╭─ The input

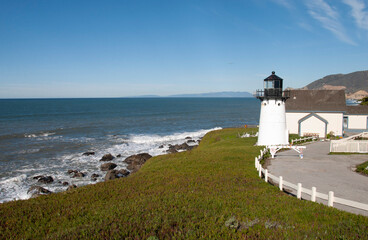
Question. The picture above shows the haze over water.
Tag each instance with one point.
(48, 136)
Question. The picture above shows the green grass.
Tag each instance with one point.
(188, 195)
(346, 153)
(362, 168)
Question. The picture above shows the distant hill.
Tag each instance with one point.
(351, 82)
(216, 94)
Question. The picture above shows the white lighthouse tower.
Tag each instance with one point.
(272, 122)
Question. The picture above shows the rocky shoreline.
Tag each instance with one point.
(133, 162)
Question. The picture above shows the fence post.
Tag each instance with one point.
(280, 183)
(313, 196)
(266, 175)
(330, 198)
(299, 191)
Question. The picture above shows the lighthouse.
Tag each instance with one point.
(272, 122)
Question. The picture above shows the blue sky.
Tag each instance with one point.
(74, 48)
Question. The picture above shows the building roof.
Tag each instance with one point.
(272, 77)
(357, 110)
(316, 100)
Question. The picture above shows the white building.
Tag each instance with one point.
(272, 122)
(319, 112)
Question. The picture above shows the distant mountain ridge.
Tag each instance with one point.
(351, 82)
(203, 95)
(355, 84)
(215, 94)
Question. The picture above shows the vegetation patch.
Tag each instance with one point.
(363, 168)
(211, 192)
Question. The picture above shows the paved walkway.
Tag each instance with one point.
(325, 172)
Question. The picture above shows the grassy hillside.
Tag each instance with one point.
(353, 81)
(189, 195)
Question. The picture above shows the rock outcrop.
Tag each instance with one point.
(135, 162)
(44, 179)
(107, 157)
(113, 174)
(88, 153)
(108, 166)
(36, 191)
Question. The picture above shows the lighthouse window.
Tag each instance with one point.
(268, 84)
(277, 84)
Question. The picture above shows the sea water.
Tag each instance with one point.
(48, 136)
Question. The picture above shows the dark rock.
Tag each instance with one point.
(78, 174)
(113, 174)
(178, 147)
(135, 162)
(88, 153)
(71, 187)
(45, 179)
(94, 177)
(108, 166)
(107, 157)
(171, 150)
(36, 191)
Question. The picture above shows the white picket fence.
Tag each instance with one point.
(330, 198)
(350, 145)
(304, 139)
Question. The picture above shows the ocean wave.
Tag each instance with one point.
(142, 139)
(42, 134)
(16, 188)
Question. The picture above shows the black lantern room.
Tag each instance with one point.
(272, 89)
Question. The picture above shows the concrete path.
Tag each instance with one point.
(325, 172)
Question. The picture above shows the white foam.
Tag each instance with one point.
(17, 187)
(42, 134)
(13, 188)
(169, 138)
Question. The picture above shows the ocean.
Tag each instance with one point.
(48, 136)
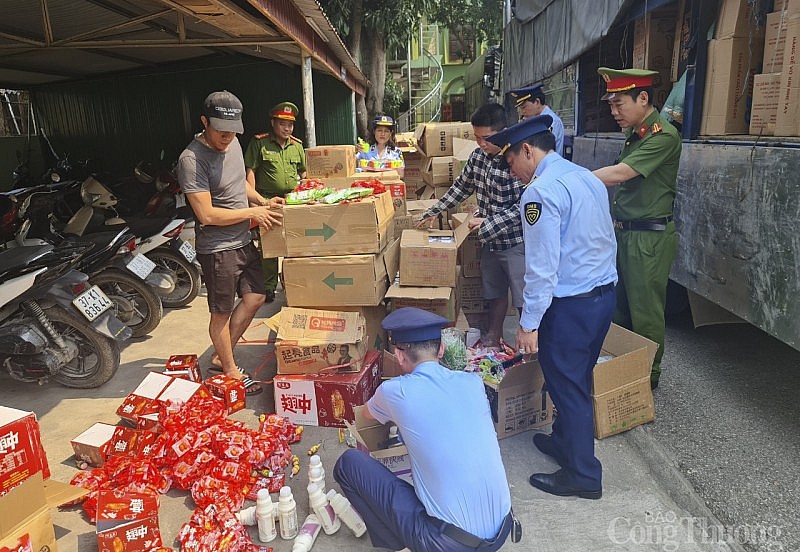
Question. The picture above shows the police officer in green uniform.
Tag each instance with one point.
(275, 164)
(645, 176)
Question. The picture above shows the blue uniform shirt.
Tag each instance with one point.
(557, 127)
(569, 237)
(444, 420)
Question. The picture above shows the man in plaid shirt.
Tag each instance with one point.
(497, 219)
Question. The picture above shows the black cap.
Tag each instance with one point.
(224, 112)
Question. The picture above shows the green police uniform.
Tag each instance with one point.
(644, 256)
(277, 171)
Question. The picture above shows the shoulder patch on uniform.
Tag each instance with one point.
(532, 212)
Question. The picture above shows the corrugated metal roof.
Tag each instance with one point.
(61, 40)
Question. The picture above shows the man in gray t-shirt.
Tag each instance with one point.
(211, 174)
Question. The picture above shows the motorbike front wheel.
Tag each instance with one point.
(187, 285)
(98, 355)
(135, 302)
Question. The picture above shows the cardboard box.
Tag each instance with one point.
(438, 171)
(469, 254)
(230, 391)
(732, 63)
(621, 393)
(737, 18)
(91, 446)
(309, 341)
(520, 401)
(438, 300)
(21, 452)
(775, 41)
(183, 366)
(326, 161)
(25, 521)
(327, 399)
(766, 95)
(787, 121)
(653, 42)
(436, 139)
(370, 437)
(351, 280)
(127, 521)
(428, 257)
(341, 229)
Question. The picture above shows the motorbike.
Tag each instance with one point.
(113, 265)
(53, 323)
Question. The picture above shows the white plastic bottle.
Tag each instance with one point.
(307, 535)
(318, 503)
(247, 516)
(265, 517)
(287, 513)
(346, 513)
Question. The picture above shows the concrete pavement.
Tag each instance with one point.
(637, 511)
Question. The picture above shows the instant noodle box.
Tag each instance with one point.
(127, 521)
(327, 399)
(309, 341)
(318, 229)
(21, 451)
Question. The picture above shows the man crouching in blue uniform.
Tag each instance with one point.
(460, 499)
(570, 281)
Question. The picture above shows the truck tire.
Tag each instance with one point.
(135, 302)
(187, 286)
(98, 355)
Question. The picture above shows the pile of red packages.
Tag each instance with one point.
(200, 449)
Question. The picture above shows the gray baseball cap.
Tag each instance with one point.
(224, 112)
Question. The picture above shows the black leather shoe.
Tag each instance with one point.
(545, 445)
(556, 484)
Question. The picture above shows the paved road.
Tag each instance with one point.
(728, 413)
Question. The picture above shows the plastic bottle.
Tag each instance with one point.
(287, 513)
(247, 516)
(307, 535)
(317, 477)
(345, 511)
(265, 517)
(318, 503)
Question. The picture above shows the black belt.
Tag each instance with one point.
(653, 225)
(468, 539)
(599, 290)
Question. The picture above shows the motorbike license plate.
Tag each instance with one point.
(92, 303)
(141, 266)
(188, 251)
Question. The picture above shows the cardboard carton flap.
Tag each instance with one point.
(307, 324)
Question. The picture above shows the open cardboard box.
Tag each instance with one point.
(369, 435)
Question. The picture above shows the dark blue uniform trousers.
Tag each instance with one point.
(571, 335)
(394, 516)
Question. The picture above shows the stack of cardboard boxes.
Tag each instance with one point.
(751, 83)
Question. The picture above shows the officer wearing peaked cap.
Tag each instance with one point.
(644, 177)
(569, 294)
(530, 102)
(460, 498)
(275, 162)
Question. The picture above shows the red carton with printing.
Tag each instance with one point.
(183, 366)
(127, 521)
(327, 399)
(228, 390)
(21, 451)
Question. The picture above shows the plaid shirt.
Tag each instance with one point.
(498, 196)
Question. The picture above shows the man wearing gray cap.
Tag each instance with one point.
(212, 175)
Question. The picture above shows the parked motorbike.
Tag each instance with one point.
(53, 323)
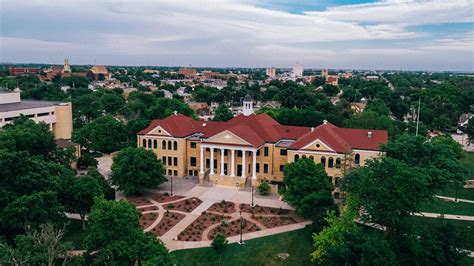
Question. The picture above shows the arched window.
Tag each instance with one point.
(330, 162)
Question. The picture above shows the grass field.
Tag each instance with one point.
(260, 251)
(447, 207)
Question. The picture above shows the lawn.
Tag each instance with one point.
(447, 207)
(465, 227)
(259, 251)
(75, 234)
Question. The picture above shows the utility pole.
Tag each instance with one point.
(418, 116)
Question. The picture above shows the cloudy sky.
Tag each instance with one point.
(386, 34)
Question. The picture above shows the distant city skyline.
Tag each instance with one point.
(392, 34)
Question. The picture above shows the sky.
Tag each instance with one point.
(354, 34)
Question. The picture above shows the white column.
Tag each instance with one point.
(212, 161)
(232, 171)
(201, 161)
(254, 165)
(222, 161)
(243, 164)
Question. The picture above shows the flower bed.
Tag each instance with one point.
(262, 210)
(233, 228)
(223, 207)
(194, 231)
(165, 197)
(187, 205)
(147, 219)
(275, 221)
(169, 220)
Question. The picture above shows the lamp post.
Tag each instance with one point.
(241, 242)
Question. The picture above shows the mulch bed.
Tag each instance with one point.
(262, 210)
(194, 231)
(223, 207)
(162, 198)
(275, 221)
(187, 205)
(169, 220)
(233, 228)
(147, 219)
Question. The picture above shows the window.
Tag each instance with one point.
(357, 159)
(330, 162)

╰─

Would you print, exactly as written, every line above from the one holding "Question. The picture above shows the lighthouse window." through the one holding "Question. The picture above shows the dark rock.", with both included and no other lines?

Response
Question. The picture above shows the lighthouse window.
Tag each instance with one point.
(268, 84)
(277, 84)
Question. The picture above shows the sea water.
Tag each instance with one point.
(48, 136)
Question. The picture above shows the dark rock.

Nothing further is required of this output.